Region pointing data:

★ ★ ★ ★

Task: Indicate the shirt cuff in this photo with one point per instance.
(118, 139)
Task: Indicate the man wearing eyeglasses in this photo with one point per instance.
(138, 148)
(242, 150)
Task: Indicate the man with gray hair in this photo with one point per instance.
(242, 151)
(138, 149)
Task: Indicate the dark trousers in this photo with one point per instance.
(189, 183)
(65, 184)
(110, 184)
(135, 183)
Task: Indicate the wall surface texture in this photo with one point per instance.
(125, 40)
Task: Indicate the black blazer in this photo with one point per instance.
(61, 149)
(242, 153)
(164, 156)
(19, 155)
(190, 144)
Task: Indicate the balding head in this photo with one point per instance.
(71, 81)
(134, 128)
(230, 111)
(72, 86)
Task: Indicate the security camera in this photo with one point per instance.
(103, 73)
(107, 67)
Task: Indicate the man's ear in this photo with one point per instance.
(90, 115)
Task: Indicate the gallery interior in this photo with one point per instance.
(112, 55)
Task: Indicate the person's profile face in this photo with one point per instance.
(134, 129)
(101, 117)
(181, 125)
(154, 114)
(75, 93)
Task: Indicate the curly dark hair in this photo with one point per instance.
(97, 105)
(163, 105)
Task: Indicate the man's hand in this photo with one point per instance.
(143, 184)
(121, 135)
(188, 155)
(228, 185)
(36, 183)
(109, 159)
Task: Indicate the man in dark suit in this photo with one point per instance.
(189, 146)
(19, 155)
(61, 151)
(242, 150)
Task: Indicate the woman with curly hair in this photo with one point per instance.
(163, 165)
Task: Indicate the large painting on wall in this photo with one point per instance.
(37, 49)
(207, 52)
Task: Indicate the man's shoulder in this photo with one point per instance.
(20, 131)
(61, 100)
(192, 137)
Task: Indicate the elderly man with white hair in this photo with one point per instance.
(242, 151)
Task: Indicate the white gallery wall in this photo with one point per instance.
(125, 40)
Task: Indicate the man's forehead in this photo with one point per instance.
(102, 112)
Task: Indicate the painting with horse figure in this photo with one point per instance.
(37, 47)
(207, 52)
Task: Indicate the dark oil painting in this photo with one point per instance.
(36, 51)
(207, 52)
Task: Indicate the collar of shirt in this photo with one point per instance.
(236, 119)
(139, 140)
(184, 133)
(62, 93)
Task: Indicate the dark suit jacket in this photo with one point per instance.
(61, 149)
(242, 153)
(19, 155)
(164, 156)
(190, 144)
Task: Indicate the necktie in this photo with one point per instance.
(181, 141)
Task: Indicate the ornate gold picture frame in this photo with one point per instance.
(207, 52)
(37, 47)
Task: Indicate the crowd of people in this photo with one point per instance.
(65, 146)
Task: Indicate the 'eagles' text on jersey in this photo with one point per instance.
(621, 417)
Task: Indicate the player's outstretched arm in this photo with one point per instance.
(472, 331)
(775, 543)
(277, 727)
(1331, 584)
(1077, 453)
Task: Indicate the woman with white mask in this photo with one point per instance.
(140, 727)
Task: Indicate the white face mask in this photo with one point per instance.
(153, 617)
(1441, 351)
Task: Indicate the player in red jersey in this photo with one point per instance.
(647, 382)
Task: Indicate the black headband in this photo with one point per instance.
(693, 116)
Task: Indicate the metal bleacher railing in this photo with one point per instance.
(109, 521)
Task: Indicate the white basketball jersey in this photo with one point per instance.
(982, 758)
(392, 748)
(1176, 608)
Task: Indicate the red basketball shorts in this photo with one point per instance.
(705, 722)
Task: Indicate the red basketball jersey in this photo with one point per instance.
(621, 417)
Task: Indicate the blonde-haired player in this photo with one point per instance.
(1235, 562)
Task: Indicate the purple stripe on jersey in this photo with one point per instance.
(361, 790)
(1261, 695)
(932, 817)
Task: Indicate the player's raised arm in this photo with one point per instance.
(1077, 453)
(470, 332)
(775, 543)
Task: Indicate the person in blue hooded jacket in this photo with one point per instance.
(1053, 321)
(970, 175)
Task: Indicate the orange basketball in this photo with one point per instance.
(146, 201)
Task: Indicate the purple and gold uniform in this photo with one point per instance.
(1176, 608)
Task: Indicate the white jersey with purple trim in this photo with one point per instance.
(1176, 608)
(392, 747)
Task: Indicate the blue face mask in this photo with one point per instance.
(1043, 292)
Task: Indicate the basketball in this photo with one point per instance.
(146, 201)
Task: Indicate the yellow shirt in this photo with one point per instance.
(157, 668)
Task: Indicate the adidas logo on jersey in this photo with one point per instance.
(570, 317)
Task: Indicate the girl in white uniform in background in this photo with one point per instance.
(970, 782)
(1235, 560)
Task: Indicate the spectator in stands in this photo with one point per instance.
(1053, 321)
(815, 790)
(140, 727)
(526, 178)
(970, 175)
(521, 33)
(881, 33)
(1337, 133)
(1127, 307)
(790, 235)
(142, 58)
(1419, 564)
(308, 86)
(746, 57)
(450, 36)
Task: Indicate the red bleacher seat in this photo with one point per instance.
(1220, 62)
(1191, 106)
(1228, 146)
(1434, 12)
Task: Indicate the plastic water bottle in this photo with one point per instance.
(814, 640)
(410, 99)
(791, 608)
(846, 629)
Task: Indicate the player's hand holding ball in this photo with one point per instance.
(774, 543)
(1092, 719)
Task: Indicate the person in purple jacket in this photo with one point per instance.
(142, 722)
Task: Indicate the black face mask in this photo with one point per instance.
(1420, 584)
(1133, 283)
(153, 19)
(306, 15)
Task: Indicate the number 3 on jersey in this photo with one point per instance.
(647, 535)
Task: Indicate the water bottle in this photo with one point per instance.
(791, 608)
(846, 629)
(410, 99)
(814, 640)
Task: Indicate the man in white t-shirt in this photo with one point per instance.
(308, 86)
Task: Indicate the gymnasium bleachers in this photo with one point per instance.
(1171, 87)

★ ★ ★ ★

TASK DETAILS: The records above should be printed in full, exactly as they appear.

SOLUTION TO THIS EXERCISE:
Task: Indicate the shirt cuff in this photo with one point per instance.
(118, 139)
Task: Indicate the man wearing eyeglasses in this photo with one point per instance.
(138, 148)
(242, 150)
Task: Indicate the man with gray hair in this photo with one point per instance.
(242, 151)
(138, 149)
Task: Indicate the dark trousers in this photo with one point per instance.
(189, 183)
(65, 184)
(110, 184)
(135, 183)
Task: Indicate the wall surface texture in this photo with one point per instance.
(125, 40)
Task: Indicate the black blazer in this photo with one point per instance.
(61, 149)
(242, 153)
(164, 156)
(19, 155)
(190, 144)
Task: Indicate the balding head in this photo with one point per instance.
(71, 81)
(134, 128)
(230, 111)
(72, 86)
Task: Indicate the security camera in this photo with one point per instance.
(103, 73)
(107, 67)
Task: Indicate the man's ear in this photo with one point per instance.
(90, 115)
Task: Indicate the gallery interior in this photo with one point per instance.
(112, 55)
Task: Indicate the person's profile face in this photo with one point per instance.
(134, 129)
(101, 117)
(181, 125)
(154, 114)
(75, 93)
Task: Indicate the curly dark hair in this photo with one point per instance.
(97, 105)
(163, 105)
Task: Indicate the man's hand in this photo with one point per instance.
(143, 184)
(121, 135)
(188, 155)
(228, 185)
(36, 183)
(109, 159)
Task: Indicate the man in dark suit in this photo with one point per instance.
(189, 146)
(19, 155)
(61, 151)
(242, 150)
Task: Indicate the woman with curly hair in this photo with one point per instance.
(163, 165)
Task: Indicate the large painting on wall in this photo with one point per instance.
(37, 49)
(207, 52)
Task: Indicate the man's shoulder in this photo with one point per instance.
(20, 131)
(61, 100)
(192, 137)
Task: Indicate the elderly man with white hair in this photo with one point per instance.
(242, 151)
Task: Indicate the white gallery wall in this photo with one point per instance.
(125, 40)
Task: Indicate the man's forehead in this photo with one point per instance.
(102, 112)
Task: Indicate the painting with horse figure in this photo with one point per instance.
(37, 47)
(207, 52)
Task: Indicate the dark oil painting in this photo with one point per instance.
(36, 51)
(207, 52)
Task: Indicate the collar of shirt in this photo with one point per instance.
(236, 119)
(139, 140)
(184, 133)
(62, 93)
Task: Indicate the dark suit jacket in this photo with one point per instance.
(61, 149)
(242, 153)
(19, 155)
(164, 156)
(190, 144)
Task: Indicate the necktie in this photo with one point per instance.
(181, 141)
Task: Indicate the ornate gold picture frame in this photo with one point per instance.
(207, 52)
(37, 47)
Task: Indicate the crowd of people in this photo with one point per instance.
(65, 146)
Task: Indicate the 'eagles' text on jersey in this photo with one point per instance.
(621, 417)
Task: Indicate the player's outstretched arm in this photo with one point per instance.
(472, 331)
(775, 543)
(277, 727)
(1331, 584)
(1077, 453)
Task: Indicate the woman with white mask in this photo with one point per instance.
(140, 727)
Task: Indicate the white face mask in this photo with one point per instance.
(153, 617)
(1441, 351)
Task: Indicate the player in red jersey in this photo with one point per instance.
(647, 382)
Task: Indicate the black headband in this photo with one point per instance.
(693, 116)
Task: Indicate the metal bleacher railing in this photo with one point per instance.
(109, 521)
Task: Indicate the white basketball jersey in this photo with one point per instance.
(982, 758)
(392, 748)
(1176, 608)
Task: Indicate the red basketball shorts in this photo with one point per instance.
(705, 722)
Task: Indicate the red basketball jersey in this photo with one point per instance.
(621, 417)
Task: Indicate the blonde-haired player in this photo with one point per instance.
(1235, 562)
Task: Indicate the purple stripe on jersey in this photo with one point per instance.
(361, 790)
(1261, 695)
(932, 817)
Task: Indicate the player's raised arm in this photo with one point per instance.
(1077, 453)
(470, 332)
(775, 543)
Task: Indicate the person in blue hooded jacket in this photo with one point per instance.
(1053, 321)
(970, 175)
Task: Indicate the orange basketball in this photo with one point per instance.
(146, 201)
Task: Indicate the purple and gold uniform in this photo with one point per instance.
(1176, 608)
Task: Indicate the white jersey with purple trim in this photo with one point per instance.
(1176, 608)
(392, 747)
Task: Indicate the blue face mask in this photo with one point per instance.
(1043, 292)
Task: Indicate the basketball in this photo with one point per instance.
(146, 201)
Task: Indicate the yellow shirt in this photo with one point per instance.
(157, 668)
Task: Indicate the adidas logo on jersey in this photo with one point per instance.
(570, 317)
Task: Indicate the girl in white uniform in background in this photo with one point per instance.
(970, 782)
(1235, 560)
Task: Indicate the spectator in stands in this photo with one point per instance.
(1053, 321)
(815, 790)
(140, 727)
(526, 178)
(970, 175)
(521, 33)
(881, 33)
(1337, 133)
(1127, 307)
(790, 235)
(142, 58)
(1419, 564)
(308, 86)
(746, 57)
(450, 36)
Task: Indicate the red bleacher seat in this photo with one point per instance.
(1220, 62)
(1191, 106)
(1228, 146)
(1434, 12)
Task: Indicate the plastic water bottle in this photo with one point per instance.
(814, 640)
(410, 99)
(791, 608)
(846, 629)
Task: Indicate the player's hand holding ball in this photo with one point per instance.
(774, 543)
(1092, 719)
Task: Indicate the person in purple jacket in this photo with one point per instance.
(142, 722)
Task: Indicate the black face mask in this photo with one point per instance.
(1420, 584)
(1133, 283)
(153, 19)
(306, 15)
Task: Indicate the number 3 on jersey in this photo with one point per instance.
(647, 535)
Task: Indicate the water bottle in this photo with one point per instance.
(791, 608)
(846, 629)
(410, 99)
(814, 640)
Task: Indicate the man in white t-shirt in this photo with one point per instance.
(308, 86)
Task: Indicate the gymnasium bleachers in this photo with one point per instance.
(1171, 87)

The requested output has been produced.